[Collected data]
++++++

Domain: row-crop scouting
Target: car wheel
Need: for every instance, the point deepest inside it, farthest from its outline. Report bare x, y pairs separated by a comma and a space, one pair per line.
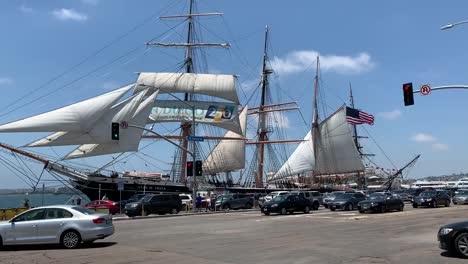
382, 209
315, 206
461, 245
70, 239
283, 211
400, 208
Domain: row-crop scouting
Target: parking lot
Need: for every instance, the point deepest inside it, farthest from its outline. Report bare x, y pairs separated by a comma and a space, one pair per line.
249, 237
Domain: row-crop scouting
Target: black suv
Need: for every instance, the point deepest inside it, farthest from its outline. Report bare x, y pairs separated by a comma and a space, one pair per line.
346, 201
155, 204
288, 203
432, 199
234, 201
381, 202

++++++

Your objective: The answer should be the records above, unchanged, with the pictures omitted.

Solved problem:
Domain: row-crop scouting
Target: car wheel
Need: for every instance, the point deepest inside it, farthest from its outline. Report bare x, y pairs separated by a comma and a space, one pair per line.
382, 209
315, 206
461, 245
70, 239
283, 211
400, 208
Domain: row-crop scouting
Target: parking lot
Need: for every instance, the point deepest inside it, farthest from its outline. Report bare x, y pairs separated by a comma and a space, one pair per line.
249, 237
Domain: row-crop scouting
Target: black suv
Need: for every instance, the point deepest inside it, farthest from its outline. Report bare x, y pairs separated by a comma and a space, one pair per line.
346, 201
155, 204
288, 203
432, 199
234, 201
381, 202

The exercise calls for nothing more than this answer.